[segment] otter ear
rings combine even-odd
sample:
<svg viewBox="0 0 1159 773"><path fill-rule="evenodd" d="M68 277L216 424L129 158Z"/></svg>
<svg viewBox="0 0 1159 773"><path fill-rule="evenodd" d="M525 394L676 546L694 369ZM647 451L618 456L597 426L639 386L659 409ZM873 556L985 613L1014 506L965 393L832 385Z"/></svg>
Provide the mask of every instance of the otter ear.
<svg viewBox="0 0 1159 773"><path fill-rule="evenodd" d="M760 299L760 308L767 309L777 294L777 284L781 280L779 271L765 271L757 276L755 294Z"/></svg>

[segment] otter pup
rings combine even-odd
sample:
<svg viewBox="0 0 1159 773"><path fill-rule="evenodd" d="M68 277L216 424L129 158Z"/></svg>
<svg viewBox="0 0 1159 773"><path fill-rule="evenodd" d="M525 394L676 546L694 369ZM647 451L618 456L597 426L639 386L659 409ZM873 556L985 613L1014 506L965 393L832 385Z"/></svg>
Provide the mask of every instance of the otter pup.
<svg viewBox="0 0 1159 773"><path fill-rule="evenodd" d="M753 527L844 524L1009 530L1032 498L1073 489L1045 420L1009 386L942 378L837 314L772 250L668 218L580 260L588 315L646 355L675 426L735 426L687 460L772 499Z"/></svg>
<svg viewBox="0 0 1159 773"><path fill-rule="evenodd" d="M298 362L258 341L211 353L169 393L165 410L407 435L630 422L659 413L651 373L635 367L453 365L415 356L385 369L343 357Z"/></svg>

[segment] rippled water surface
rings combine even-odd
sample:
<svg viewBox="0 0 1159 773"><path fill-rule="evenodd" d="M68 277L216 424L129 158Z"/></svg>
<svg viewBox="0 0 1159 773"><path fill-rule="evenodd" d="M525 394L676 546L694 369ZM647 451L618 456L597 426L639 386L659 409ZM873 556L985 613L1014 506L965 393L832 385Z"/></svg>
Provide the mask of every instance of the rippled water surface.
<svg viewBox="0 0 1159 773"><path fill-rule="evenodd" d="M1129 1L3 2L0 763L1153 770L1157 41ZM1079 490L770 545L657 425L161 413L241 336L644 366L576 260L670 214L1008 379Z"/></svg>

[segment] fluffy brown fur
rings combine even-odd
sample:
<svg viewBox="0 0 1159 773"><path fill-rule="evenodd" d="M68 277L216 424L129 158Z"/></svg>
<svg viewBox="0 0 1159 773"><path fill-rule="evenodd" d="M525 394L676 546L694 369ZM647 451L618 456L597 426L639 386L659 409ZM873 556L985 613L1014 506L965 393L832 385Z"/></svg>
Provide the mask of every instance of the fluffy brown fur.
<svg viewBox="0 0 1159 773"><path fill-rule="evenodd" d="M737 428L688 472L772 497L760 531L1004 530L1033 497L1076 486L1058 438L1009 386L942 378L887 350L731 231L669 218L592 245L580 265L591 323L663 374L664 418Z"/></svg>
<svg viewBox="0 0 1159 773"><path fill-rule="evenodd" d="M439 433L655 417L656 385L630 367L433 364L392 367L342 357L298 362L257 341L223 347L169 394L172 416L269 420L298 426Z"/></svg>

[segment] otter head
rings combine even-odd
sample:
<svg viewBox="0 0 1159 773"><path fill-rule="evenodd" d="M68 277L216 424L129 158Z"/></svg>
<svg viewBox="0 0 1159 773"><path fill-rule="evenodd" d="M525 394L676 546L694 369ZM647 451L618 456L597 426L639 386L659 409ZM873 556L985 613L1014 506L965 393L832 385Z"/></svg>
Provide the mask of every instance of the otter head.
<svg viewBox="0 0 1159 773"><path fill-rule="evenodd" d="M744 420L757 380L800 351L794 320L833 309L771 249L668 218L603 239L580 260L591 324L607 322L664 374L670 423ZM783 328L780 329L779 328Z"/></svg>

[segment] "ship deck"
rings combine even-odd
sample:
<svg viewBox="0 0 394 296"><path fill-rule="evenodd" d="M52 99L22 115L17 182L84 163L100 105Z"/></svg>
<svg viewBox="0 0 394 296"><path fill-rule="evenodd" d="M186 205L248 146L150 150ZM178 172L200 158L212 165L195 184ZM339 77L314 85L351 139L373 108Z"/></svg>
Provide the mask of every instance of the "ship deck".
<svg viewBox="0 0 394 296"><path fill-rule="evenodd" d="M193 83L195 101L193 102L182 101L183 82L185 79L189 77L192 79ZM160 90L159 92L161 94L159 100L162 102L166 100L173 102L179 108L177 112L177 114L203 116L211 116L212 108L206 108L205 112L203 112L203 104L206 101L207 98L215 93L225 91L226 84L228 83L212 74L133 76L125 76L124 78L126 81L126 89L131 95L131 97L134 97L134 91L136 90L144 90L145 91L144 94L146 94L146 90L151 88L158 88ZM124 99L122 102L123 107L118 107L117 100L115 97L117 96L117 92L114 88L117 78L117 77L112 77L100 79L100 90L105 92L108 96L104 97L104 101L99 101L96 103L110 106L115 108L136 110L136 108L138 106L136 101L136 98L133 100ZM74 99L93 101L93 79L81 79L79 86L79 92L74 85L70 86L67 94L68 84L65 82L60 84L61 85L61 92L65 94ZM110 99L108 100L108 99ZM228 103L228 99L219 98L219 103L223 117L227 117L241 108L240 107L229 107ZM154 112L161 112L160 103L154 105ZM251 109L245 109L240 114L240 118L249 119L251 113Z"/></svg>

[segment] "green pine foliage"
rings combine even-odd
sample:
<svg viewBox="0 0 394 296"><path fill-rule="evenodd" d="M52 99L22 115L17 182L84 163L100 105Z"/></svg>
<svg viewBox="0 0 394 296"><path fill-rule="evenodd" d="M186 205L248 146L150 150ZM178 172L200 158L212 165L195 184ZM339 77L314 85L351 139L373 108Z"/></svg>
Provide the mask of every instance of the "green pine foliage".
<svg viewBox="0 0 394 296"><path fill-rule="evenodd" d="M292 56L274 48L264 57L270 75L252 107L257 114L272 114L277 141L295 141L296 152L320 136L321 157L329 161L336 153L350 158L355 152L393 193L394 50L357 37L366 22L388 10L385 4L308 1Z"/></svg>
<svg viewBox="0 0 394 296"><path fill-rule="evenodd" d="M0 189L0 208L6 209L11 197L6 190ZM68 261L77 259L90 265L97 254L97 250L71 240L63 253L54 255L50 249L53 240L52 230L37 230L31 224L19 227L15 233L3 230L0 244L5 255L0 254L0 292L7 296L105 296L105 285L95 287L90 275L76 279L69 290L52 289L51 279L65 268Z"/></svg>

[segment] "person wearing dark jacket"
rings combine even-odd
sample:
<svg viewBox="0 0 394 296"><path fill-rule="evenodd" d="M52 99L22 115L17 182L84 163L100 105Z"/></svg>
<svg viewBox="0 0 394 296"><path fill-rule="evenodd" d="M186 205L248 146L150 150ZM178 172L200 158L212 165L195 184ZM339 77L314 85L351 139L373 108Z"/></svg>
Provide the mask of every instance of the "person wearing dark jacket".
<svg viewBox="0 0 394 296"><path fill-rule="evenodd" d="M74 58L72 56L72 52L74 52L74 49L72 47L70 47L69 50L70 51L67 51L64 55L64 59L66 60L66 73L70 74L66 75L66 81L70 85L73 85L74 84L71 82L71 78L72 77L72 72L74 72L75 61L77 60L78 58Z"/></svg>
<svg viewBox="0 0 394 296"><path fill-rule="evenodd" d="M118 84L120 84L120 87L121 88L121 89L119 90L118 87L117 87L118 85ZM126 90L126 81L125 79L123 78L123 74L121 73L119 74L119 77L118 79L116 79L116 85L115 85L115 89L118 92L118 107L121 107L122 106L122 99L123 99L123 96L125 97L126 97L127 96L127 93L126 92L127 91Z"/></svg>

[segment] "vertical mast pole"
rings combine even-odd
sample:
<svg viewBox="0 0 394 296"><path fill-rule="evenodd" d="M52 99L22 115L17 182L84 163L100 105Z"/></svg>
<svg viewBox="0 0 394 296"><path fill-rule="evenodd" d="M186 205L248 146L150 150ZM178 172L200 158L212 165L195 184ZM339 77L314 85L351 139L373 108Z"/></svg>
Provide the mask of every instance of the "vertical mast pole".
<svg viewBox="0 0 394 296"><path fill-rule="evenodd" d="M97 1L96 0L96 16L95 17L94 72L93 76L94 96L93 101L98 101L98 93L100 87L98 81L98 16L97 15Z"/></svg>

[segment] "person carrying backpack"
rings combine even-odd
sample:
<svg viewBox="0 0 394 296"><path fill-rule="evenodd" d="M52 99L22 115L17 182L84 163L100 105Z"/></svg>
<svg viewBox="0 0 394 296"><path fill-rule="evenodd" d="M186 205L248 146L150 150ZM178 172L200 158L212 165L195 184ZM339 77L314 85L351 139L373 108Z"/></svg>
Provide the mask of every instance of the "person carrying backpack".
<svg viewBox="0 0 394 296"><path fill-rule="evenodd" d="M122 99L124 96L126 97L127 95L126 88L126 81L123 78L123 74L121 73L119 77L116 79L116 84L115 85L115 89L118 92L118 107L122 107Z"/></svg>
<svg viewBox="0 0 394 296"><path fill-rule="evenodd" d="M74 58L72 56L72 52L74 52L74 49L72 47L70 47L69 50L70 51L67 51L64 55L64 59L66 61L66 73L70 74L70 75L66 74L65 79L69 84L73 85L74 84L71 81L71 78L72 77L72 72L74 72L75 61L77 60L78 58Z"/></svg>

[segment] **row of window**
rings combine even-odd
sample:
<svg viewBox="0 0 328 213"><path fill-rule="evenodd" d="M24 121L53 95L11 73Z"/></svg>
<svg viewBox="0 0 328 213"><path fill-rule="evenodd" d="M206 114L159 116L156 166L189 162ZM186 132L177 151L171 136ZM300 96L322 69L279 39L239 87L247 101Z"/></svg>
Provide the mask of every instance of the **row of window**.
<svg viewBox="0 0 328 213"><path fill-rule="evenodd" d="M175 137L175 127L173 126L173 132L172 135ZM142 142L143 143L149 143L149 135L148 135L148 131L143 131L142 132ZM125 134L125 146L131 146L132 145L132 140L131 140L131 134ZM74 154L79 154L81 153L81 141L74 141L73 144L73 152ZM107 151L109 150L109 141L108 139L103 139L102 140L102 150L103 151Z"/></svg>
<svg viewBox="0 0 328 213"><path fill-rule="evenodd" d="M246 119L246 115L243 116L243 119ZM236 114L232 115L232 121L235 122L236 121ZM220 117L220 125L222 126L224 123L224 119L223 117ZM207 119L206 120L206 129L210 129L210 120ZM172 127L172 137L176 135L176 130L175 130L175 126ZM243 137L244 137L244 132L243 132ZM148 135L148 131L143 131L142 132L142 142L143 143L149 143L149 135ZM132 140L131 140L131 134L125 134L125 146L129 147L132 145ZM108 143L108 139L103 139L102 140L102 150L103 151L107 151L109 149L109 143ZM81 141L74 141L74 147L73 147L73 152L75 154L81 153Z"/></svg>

# # # #

SET EXERCISE - Can you rewrite the stretch from the line containing "[segment] otter pup" through the line containing "527L844 524L1009 530L1032", with "otter pup" changed to "baby otter" and everything else left as it is?

RESULT BELOW -
[segment] baby otter
rings combine even-odd
sample:
<svg viewBox="0 0 1159 773"><path fill-rule="evenodd" d="M68 277L216 424L129 158Z"/></svg>
<svg viewBox="0 0 1159 773"><path fill-rule="evenodd" d="M525 394L676 546L694 369ZM647 451L618 456L597 426L639 386L659 409ZM873 556L985 613L1014 506L965 393L832 385Z"/></svg>
Provide the mask of every instance of the baby otter.
<svg viewBox="0 0 1159 773"><path fill-rule="evenodd" d="M753 527L844 524L1009 530L1032 498L1073 489L1045 420L1009 386L942 378L837 314L772 250L668 218L580 260L588 315L646 355L675 426L735 426L687 460L772 499Z"/></svg>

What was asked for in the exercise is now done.